こんにちは、コッカーマリン(@losgenedoctor)です。
これあちこちのオペ室で麻酔科医として働いた経験からですが、以下のことがいえると思います。
1つのセクションに与えられている業務量が決まっている以上、提供できる労働力で対応するしか無い。
— ロスジェネ勤務医 (@losgenedoctor) July 8, 2020
労働力=質×頭数×効率と考える。
業務量>労働力⇛質↓・頭数→・効率↑⇛トラブル↑
業務量<労働力⇛質→・頭数↓・効率↓⇛業務量↑
となる気がする。
業務量というのはこの場合つまりオペです。
一日でこれだけの手術の麻酔をやれ、と与えられるわけです。
それをそこに居る麻酔科医やら研修医やらで分担してやるわけですが、実は業務量と提供できる労働力の間にミスマッチが起きています。
まぁピッタリ合うわけないので、当たり前ですよね。
適正な「提供できる労働力」というのも実は曖昧です。
しかしべらぼうに業務量>労働力であったり、業務量<労働力であったりする状態が長く続くと、いろんな変化が気付かないうちに進行します。
"労働力"というものを分解してみると、
労働力=質×頭数×効率
となります。
ちなみに具体的に麻酔の質が悪いというと、導入だけ指導医が付き添ってあとは血圧がこうなったらこうやれみたいな指示だけ出して、研修医を一人その部屋に何時間も放置するみたいなやつです。
鎮痛もロピオン+ivPCAフェンタニルみたいなのを一応つける程度のもので、一応問題なくいったほうに見えるだけのもの。

[指示表現ポインティングデータ]
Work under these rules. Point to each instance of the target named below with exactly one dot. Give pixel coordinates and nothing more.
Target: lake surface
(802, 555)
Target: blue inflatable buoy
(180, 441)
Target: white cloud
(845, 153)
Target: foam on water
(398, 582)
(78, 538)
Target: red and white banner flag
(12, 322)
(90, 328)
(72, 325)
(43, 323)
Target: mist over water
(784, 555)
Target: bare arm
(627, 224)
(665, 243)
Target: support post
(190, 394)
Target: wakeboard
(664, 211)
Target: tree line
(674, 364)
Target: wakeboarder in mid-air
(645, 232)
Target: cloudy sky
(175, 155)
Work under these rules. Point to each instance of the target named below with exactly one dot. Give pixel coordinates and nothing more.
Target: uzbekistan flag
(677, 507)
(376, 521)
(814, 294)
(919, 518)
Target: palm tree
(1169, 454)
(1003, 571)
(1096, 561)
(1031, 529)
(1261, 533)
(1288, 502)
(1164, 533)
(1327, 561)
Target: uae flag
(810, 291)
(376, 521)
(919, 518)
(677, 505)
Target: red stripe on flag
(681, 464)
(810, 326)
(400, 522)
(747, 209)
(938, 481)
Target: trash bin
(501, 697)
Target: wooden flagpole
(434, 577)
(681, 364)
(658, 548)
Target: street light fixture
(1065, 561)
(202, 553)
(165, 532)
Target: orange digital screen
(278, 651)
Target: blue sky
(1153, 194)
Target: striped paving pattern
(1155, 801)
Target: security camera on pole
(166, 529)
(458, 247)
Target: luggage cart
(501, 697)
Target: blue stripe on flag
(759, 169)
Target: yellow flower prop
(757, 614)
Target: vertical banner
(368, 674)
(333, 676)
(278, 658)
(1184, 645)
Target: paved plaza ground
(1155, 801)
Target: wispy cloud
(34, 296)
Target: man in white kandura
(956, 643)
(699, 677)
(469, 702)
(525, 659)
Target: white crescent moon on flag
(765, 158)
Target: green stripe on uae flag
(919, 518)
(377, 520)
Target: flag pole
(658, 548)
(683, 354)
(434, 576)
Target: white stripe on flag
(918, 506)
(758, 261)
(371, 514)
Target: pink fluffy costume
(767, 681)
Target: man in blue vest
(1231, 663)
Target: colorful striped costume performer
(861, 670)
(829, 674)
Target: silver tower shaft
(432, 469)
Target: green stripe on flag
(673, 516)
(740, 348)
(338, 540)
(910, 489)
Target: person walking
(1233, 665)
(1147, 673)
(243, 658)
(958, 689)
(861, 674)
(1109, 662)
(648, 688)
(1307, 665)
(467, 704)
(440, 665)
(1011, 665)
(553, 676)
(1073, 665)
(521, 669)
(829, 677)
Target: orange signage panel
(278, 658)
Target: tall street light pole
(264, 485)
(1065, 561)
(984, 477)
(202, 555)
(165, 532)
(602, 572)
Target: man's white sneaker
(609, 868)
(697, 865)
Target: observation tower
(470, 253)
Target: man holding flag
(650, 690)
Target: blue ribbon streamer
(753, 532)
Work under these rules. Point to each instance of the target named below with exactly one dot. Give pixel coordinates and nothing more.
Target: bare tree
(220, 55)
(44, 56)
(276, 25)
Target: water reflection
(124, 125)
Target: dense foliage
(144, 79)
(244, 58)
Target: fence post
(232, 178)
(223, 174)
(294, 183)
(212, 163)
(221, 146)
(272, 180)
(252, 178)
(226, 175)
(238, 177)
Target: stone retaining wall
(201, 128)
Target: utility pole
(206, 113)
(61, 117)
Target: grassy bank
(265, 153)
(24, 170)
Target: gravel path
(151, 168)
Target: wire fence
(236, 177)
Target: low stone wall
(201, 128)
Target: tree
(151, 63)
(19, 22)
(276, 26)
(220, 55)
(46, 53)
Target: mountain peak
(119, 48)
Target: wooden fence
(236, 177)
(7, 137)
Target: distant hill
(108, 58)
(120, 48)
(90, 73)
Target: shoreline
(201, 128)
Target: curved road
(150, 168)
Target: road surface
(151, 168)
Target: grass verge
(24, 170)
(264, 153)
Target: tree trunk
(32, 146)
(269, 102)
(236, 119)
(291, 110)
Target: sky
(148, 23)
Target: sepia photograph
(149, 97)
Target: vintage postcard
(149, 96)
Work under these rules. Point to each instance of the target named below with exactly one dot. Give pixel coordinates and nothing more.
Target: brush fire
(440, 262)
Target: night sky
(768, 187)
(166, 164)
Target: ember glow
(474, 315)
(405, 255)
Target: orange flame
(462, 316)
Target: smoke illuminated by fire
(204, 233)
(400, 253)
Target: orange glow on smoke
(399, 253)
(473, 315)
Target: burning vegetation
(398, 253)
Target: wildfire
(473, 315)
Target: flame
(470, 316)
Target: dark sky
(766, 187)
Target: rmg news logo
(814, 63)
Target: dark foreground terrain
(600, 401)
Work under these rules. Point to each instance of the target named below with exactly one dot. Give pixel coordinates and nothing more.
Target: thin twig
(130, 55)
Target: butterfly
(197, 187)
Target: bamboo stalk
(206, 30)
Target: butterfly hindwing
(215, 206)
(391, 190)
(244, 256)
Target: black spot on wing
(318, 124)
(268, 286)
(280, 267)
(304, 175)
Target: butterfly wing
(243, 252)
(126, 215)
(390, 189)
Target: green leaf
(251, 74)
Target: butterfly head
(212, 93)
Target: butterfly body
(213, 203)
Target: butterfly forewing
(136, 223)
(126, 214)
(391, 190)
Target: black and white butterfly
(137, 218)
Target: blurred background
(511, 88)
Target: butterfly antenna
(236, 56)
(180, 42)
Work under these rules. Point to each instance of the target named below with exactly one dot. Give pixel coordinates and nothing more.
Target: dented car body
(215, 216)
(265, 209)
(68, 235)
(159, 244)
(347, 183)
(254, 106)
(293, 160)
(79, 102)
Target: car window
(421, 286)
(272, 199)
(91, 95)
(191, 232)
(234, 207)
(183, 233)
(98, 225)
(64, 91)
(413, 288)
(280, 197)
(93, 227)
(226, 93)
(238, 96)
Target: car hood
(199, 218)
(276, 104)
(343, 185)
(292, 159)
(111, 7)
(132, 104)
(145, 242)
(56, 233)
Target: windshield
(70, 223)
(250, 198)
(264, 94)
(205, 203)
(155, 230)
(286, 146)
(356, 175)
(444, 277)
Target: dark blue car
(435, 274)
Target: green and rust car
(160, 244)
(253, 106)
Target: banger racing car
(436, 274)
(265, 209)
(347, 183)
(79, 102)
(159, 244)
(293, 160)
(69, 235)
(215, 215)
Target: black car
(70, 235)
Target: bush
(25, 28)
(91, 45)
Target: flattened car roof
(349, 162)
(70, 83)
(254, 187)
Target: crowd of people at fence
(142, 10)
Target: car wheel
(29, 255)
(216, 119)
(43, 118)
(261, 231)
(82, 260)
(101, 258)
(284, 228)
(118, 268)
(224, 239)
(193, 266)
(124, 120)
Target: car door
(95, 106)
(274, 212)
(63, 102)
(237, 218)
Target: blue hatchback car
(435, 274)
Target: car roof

◆ 課題内容
麻酔科医の業務量と労働力についての文章を、最後の文のあとから書き継ぐこと。

◆ 課題の出力
研修医も教えられないので麻酔が面白いと思わないし、外科医も麻酔ってそんな程度でできるもんなんだなと思うし、患者も痛がりますし術後吐きます。術前診察も術後診察も適当なので印象にも残らない。
頭数は分かると思いますが、効率というのは運営のやり方です。例えば実は暇にしている奴をなるべくなくして、意味のない業務をなるべくなくすなど。あちこちの現場で一生懸命行われていることだと思います。
業務量>労働力⇛質↓・頭数→・効率↑⇛トラブル↑
業務量があまりに過多の状態が続くと、まず先程書いた麻酔の質が下がります。とりあえず取り繕ったような、さばくだけの麻酔だらけになる。
世間で言われているように、仕事が多すぎて人が減る、というのは意外と起きない印象があります。やはりみんな自分が辞めたらこの現場困るだろうな、という気持ちがあるのか意外と忙しい時期は人が減らない。
効率はこんな業界でも少しずつですが、やはり上がります。
例えば、薬の管理を薬剤師に入ってもらってやるようにしたり、麻酔のやり方をある程度マニュアル化して麻酔科医の出入り(交代)がスムーズにいくようにしたり、そんなことです。
しかし実際の経験からいうと、業務量>労働力の状態が続くといくら対応しようとしてもどうしてもトラブルが増えるという結果になることが多いようです。
公表されるような医療事故とまではいかない細かいトラブルは、現場ではたくさん起きています。
大きな病院の経験が豊かな麻酔科医達は、大抵そのトラブルの火消しが業務の多くを占めるようになってしまいます。
業務量<労働力⇛質→・頭数↓・効率↓⇛業務量↑
逆に労働力が過多になってきた時どうなるかですが、麻酔の質って意外と変わらないんですよね。
じゃあいつ麻酔の質が向上するんだ、という話になってきますが、個人的にはこういう文脈では語れないという気がしています。つまり新しい薬が出てきた時、とか新しい麻酔のやりかた(神経ブロックなど)が出てきた時に麻酔の質が向上する、みたいなことでしょうか。
ちゃんと研修医に指導する時間ができて、しっかりと教える人も多少はでてくるとは思うんですが。
そしてなぜか頭数が減るんですよね。何人も麻酔科医がいると、辞めたいと思っている人が絶対何人か潜在的にいるんですよね。そういう人が、人員が増えてくるとそれをきっかけに辞めてしまいます。だからどの現場もいつも頭数不足感に悩まされることになります。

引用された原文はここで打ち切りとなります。